Market Share of Eli Lilly Drops in Indian Weight-Loss Drug Sector as Generics Surge, Novo Nordisk Holds Steady

Deep News04-10

Eli Lilly's share in India's weight-loss drug market declined from 61% in February to 56% in March, while Novo Nordisk maintained a steady share of 25%. Indian generic drugmakers have launched 26 brands of semaglutide, directly competing with Novo Nordisk's Ozempic and Wegovy.

As Indian generic pharmaceutical companies introduced a large number of low-cost alternatives, Eli Lilly, the manufacturer of India's best-selling weight-loss drug, saw its market share drop in March. In contrast, competitor Novo Nordisk's position remained stable. Data from industry intelligence firm Pharmarack shows Eli Lilly's share of the GLP-1 class weight-loss drugs in India fell from 61% in February to 56% in March, while Novo Nordisk's share held firm at 25%.

▶ [Material supplied]

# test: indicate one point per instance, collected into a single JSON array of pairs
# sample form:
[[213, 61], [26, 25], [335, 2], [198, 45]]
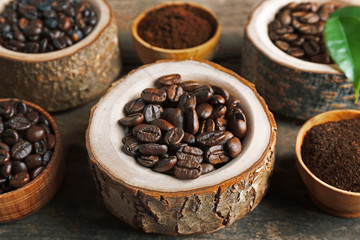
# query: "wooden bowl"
[[332, 200], [148, 53], [69, 77], [290, 86], [159, 203], [37, 193]]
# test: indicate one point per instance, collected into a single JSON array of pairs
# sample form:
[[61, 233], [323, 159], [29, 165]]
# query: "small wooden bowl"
[[69, 77], [136, 194], [37, 193], [148, 53], [332, 200], [291, 86]]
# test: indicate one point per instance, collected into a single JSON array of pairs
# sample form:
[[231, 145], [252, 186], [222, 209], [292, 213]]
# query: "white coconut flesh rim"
[[103, 13], [105, 134], [257, 30]]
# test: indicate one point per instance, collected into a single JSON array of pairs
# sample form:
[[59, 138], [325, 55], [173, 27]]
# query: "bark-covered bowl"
[[69, 77]]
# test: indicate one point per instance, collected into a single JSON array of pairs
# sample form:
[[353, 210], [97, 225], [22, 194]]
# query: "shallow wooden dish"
[[159, 203], [30, 198], [332, 200], [67, 78], [290, 86], [148, 53]]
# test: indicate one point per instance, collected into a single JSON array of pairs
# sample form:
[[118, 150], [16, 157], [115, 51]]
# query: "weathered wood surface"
[[232, 15], [76, 212]]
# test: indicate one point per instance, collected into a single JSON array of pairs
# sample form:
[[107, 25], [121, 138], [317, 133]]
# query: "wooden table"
[[76, 211]]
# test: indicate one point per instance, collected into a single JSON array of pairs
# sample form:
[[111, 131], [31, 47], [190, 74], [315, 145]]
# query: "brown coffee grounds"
[[331, 151], [175, 27]]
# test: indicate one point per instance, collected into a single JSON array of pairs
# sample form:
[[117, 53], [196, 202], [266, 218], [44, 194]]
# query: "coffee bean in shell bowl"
[[186, 141], [176, 30], [328, 155], [285, 56], [31, 159], [57, 54]]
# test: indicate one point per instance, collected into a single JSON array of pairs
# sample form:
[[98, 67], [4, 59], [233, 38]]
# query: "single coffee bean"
[[148, 161], [174, 136], [21, 149], [33, 161], [210, 138], [153, 149], [165, 164], [233, 147], [19, 179], [152, 112]]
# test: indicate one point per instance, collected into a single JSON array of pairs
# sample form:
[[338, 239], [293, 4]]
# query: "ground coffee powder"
[[331, 151], [175, 27]]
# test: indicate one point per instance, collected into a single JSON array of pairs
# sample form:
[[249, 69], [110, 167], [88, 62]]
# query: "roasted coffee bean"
[[210, 138], [148, 161], [4, 156], [162, 124], [152, 112], [36, 172], [216, 155], [148, 133], [174, 116], [174, 136], [189, 86], [203, 93], [233, 147], [153, 149], [204, 110], [131, 120], [191, 121], [19, 179], [10, 137], [188, 153], [187, 100], [174, 92], [21, 149], [17, 167], [165, 164], [187, 169], [153, 95], [134, 106], [207, 167], [169, 80]]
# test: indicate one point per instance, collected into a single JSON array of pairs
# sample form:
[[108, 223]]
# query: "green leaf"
[[342, 38], [351, 11]]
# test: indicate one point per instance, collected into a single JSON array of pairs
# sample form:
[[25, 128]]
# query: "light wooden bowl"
[[332, 200], [149, 54], [291, 86], [159, 203], [67, 78], [37, 193]]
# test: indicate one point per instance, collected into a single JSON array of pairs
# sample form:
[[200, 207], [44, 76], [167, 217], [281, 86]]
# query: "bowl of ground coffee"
[[328, 160], [197, 161], [31, 162], [57, 53], [176, 31], [285, 57]]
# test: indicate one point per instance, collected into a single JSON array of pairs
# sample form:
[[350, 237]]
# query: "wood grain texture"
[[232, 15]]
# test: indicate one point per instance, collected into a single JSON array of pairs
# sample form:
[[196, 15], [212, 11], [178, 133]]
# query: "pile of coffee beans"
[[27, 142], [39, 26], [298, 30], [182, 128]]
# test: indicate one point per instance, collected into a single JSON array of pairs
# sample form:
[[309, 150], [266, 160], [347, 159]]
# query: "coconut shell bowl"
[[20, 202], [207, 50], [136, 194], [69, 77], [291, 86], [330, 199]]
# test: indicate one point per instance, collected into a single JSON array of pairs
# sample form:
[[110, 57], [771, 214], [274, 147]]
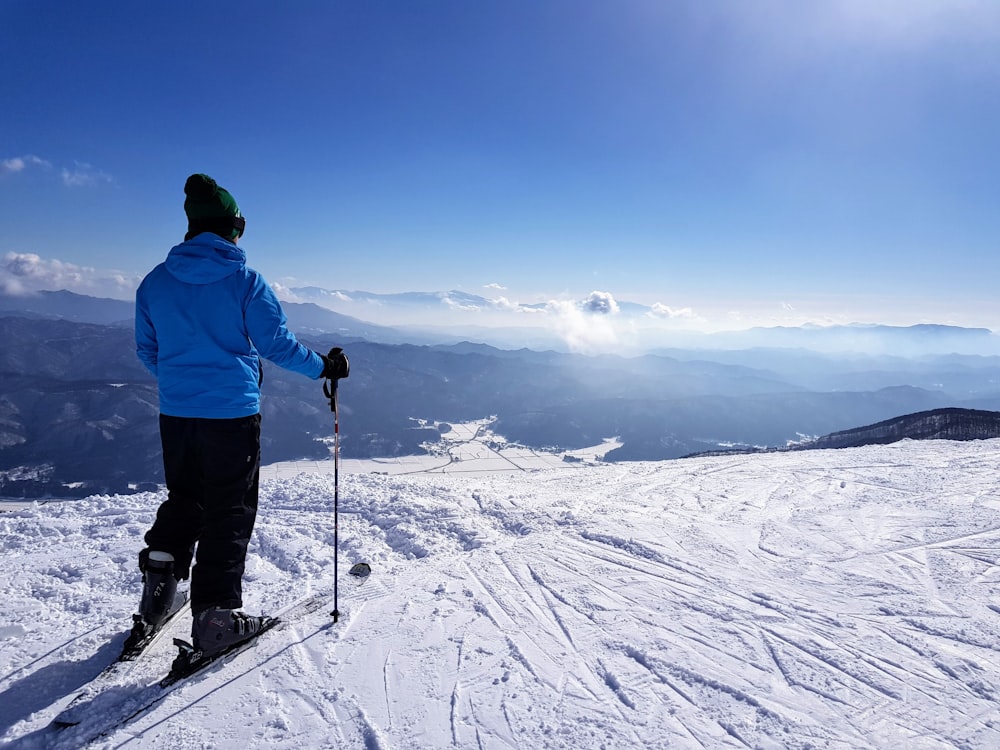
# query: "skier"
[[203, 320]]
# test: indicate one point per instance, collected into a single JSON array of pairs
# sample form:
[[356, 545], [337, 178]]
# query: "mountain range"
[[78, 411]]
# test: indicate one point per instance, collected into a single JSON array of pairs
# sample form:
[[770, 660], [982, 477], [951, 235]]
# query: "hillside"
[[937, 424], [837, 599]]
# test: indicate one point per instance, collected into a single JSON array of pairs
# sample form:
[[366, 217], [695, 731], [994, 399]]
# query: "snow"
[[821, 599]]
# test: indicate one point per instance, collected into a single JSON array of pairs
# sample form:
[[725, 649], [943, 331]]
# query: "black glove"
[[335, 365]]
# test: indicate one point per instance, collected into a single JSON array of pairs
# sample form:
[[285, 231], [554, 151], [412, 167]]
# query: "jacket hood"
[[205, 259]]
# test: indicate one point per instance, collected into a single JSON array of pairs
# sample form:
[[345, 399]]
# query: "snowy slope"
[[827, 599]]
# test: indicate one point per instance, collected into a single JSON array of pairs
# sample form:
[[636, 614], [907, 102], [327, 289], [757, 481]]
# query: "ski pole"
[[330, 390]]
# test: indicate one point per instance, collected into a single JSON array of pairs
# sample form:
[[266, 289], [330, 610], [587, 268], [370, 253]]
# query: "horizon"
[[728, 167]]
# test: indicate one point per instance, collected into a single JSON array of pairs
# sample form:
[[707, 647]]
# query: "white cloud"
[[24, 273], [20, 163], [586, 326], [80, 174], [84, 175], [602, 303], [659, 310]]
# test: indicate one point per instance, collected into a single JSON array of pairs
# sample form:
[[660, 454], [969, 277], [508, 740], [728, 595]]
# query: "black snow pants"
[[212, 468]]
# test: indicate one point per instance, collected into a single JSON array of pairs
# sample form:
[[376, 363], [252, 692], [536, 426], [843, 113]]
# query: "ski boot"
[[217, 629]]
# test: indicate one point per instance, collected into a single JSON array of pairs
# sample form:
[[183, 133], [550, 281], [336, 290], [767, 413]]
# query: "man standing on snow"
[[203, 320]]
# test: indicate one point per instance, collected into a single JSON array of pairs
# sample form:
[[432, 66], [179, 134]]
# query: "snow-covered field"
[[827, 599]]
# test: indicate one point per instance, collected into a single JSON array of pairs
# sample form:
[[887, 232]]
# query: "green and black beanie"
[[211, 208]]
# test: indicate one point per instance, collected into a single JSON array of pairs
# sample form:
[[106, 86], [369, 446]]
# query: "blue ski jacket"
[[203, 319]]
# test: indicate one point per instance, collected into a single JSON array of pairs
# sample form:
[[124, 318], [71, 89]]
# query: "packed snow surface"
[[823, 599]]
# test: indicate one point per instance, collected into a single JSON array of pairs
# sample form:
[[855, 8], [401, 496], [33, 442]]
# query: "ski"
[[139, 640], [109, 713], [190, 660]]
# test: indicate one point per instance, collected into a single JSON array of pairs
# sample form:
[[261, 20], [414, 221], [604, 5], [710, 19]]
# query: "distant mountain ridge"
[[950, 423], [78, 410]]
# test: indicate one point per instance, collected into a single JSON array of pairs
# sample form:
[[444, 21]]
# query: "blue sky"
[[766, 161]]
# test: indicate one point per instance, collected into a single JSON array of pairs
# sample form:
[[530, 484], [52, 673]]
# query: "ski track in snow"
[[824, 599]]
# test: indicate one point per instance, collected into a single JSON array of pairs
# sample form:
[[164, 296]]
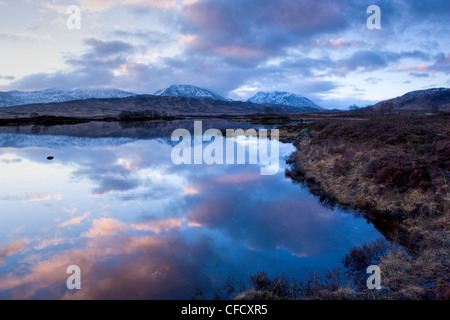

▶ [Exercise set]
[a] According to the article on India's weight-loss drug market, which industry intelligence firm provided the market share data?
[b] Based on the article on India's weight-loss drug market, say whether each statement agrees with the text, and quote the words that decide it: (i) Novo Nordisk's share stayed the same from February to March. (ii) Indian generic drugmakers have launched 26 brands of semaglutide. (iii) Eli Lilly's share rose in March.
[c] Rewrite the part of the article on India's weight-loss drug market that opens with the words "Eli Lilly's share in" and closes with "firm at 25%.", changing "low-cost" to "inexpensive".

▶ [Solutions below]
[a] Pharmarack

[b]
(i) Yes: "Novo Nordisk's share held firm at 25%."
(ii) Yes: "Indian generic drugmakers have launched 26 brands of semaglutide."
(iii) No: "Eli Lilly's share of the GLP-1 class weight-loss drugs in India fell from 61% in February to 56% in March."

[c]
Eli Lilly's share in India's weight-loss drug market declined from 61% in February to 56% in March, while Novo Nordisk maintained a steady share of 25%. Indian generic drugmakers have launched 26 brands of semaglutide, directly competing with Novo Nordisk's Ozempic and Wegovy.

As Indian generic pharmaceutical companies introduced a large number of inexpensive alternatives, Eli Lilly, the manufacturer of India's best-selling weight-loss drug, saw its market share drop in March. In contrast, competitor Novo Nordisk's position remained stable. Data from industry intelligence firm Pharmarack shows Eli Lilly's share of the GLP-1 class weight-loss drugs in India fell from 61% in February to 56% in March, while Novo Nordisk's share held firm at 25%.